** start ENTRIES PROVIDED **

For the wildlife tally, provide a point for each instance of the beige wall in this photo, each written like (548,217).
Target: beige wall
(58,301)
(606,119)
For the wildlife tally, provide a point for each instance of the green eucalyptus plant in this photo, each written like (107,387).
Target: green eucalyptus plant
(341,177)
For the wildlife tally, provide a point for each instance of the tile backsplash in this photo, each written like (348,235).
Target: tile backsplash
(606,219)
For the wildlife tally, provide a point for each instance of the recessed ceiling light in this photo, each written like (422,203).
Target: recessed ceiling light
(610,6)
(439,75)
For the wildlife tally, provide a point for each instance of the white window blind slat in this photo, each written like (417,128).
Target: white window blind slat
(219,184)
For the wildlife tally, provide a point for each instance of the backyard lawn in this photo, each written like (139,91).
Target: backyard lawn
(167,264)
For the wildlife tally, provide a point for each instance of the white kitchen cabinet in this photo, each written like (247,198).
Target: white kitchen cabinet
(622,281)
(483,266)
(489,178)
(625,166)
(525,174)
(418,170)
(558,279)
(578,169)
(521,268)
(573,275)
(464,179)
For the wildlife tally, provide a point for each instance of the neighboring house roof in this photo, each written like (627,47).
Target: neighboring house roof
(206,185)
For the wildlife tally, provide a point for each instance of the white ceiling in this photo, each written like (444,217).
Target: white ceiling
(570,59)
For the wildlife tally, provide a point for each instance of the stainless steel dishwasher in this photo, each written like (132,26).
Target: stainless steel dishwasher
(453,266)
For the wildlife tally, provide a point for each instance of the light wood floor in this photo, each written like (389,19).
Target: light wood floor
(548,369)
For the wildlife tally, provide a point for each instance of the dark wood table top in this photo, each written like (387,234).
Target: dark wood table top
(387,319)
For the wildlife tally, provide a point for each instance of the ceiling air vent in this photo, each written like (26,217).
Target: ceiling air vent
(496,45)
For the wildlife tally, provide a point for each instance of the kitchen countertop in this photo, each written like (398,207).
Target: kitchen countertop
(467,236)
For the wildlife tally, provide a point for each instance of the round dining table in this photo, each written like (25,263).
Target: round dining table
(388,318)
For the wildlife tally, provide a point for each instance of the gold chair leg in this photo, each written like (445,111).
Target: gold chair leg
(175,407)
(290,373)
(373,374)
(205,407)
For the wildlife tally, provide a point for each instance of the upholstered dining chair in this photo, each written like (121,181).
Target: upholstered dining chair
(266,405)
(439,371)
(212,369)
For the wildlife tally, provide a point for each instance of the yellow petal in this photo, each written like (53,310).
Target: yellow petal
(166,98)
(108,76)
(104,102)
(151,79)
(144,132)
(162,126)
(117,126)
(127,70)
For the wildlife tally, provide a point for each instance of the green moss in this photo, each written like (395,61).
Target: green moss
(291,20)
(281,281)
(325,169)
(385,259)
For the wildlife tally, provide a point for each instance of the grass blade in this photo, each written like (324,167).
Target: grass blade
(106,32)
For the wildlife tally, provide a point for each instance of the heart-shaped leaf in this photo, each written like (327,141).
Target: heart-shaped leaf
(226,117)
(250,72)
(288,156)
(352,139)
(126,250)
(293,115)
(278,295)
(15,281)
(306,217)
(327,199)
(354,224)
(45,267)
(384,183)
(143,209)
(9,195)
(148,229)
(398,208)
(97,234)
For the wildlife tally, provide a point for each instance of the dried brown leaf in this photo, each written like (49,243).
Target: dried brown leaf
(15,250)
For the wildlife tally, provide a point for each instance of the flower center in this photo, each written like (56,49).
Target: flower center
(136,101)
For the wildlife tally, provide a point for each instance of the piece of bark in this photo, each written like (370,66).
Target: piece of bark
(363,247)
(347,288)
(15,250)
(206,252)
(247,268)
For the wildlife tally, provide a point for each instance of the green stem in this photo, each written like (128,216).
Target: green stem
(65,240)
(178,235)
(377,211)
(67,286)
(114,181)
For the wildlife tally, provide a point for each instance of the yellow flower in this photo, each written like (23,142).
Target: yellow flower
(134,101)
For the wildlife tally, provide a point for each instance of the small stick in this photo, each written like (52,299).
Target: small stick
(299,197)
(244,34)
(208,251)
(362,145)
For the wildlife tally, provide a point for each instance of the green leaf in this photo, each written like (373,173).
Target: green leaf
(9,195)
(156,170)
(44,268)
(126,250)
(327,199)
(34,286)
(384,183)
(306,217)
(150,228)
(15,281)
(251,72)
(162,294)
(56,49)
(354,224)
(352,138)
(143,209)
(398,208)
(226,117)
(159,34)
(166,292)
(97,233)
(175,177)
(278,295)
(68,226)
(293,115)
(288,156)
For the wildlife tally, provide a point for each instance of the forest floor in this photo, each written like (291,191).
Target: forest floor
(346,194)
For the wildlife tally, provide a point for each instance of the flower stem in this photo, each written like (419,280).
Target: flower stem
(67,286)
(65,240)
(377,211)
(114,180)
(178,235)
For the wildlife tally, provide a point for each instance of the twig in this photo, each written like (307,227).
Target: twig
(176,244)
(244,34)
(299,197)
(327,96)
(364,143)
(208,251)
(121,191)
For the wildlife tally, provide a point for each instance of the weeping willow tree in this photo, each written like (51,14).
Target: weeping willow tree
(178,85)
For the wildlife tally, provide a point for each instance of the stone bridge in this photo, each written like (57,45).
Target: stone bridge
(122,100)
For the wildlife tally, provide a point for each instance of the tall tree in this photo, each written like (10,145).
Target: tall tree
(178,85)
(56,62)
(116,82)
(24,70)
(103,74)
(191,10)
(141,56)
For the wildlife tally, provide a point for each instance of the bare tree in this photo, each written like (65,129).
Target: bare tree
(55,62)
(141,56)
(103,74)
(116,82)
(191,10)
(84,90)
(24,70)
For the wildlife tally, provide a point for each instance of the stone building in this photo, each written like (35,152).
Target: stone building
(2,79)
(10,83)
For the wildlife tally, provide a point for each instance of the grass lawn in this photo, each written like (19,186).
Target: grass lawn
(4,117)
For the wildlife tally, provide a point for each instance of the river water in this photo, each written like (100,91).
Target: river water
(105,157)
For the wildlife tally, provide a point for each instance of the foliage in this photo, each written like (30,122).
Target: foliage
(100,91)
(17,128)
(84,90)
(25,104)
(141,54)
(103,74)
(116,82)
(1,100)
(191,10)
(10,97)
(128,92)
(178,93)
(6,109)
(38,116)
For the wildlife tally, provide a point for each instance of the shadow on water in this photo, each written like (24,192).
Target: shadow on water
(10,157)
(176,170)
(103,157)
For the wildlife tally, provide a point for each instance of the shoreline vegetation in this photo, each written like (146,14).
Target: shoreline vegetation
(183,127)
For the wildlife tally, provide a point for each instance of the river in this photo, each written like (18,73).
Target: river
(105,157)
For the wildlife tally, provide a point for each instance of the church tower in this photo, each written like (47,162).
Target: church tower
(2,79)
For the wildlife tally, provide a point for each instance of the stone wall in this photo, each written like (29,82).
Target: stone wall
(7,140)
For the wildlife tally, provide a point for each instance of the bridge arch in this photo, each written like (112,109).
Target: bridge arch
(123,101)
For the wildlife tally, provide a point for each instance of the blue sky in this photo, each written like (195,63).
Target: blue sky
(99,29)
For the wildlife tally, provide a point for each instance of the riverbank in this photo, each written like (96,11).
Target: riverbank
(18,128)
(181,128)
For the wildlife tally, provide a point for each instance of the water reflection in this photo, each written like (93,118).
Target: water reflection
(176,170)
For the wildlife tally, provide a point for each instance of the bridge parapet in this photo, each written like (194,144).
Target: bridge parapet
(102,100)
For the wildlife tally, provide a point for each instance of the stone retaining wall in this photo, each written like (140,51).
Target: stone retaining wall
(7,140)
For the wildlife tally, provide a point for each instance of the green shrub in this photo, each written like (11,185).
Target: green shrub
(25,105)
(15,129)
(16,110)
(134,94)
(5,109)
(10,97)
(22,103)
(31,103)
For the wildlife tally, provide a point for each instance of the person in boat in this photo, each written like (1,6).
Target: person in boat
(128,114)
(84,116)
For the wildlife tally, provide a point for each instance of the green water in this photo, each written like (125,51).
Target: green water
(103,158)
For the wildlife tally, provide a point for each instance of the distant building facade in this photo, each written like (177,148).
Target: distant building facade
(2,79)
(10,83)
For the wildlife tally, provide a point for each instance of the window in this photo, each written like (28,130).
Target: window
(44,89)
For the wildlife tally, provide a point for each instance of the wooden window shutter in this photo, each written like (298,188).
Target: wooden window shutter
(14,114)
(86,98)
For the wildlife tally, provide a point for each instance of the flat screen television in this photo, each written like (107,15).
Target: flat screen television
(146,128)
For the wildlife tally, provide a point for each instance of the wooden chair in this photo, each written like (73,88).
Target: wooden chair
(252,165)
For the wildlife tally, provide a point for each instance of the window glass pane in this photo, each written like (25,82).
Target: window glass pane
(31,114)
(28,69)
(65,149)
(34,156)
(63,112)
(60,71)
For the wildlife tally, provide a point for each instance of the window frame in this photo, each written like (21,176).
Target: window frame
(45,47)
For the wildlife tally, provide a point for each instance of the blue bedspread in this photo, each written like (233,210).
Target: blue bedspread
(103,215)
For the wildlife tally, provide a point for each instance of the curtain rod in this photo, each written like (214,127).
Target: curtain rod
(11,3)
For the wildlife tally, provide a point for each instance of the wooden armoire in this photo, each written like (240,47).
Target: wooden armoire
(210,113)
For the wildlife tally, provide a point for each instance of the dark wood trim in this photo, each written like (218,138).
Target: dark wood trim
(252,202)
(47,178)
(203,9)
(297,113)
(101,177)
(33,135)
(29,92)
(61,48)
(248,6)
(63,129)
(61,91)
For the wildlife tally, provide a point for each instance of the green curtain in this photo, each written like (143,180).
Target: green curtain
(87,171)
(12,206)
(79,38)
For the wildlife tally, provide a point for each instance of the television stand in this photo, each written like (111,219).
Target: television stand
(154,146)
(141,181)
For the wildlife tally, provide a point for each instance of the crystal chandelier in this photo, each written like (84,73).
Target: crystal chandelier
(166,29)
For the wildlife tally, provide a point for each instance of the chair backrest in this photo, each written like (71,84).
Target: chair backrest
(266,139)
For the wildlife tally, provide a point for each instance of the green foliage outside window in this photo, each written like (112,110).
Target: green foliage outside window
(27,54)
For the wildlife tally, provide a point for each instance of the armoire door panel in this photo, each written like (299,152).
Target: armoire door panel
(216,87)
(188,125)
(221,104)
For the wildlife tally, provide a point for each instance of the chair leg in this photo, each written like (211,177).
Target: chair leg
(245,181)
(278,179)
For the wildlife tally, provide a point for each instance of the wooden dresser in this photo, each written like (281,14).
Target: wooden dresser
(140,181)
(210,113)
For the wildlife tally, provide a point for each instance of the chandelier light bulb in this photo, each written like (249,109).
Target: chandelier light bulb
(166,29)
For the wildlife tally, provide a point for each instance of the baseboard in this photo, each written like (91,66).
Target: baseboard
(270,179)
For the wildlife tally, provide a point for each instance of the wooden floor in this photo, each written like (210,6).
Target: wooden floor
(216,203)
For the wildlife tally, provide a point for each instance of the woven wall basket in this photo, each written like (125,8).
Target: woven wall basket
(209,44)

** end ENTRIES PROVIDED **

CHALLENGE: Return exactly the lines from the one containing "written like (218,138)." to the last line of the data, and nothing more.

RESULT:
For the wildlife tally, provide a point for each instance of the dark wood trim in this photo, each written like (218,138).
Target: dark wood trim
(252,202)
(47,178)
(203,9)
(297,113)
(101,177)
(33,135)
(29,92)
(61,48)
(248,6)
(63,129)
(61,91)
For the wildlife tally, provide a point for each instance of the green curtain in this photo, each written like (143,180).
Target: green curtain
(87,171)
(12,206)
(79,38)
For the wildlife tally, provide a point for each instance of the television stand in this photo, each written like (111,219).
Target: television stand
(154,146)
(141,181)
For the wildlife tally, provide a point for each instance of the crystal chandelier in this photo, each written like (84,73).
Target: crystal chandelier
(166,29)
For the wildlife tally, provide a point for each instance of the chair backrest in this photo, each written like (71,84).
Target: chair backrest
(266,139)
For the wildlife tally, provide a point for each instance of the green foliage outside window in this photo, each written like (112,110).
Target: green foliage outside window
(27,54)
For the wildlife tally, provide a point for each instance of the armoire door panel in this photo, each written like (299,152).
Target: armoire door panel
(216,87)
(188,125)
(221,104)
For the wildlife tally, provide a point for each instance of the chair leg in this photo, each written like (211,177).
Target: chair leg
(245,181)
(278,179)
For the wildlife tally, provide a point for each instance of the wooden dresser in this photo, each written like (281,14).
Target: wooden dresser
(140,181)
(210,113)
For the wildlife tally, provide a point for each instance of the chandelier light bulb in this photo, each written like (249,109).
Target: chandelier light bulb
(166,29)
For the wildlife tally, provide a point for each instance of the baseboard in this photo, each written like (91,66).
Target: baseboard
(270,179)
For the wildlife tally, provide a point for each instance of the wooden floor in this photo, each written like (210,6).
Target: wooden floor
(216,203)
For the wildlife tally, provide a point for each instance of the woven wall basket in this photo, each written like (125,8).
Target: woven wall basket
(209,44)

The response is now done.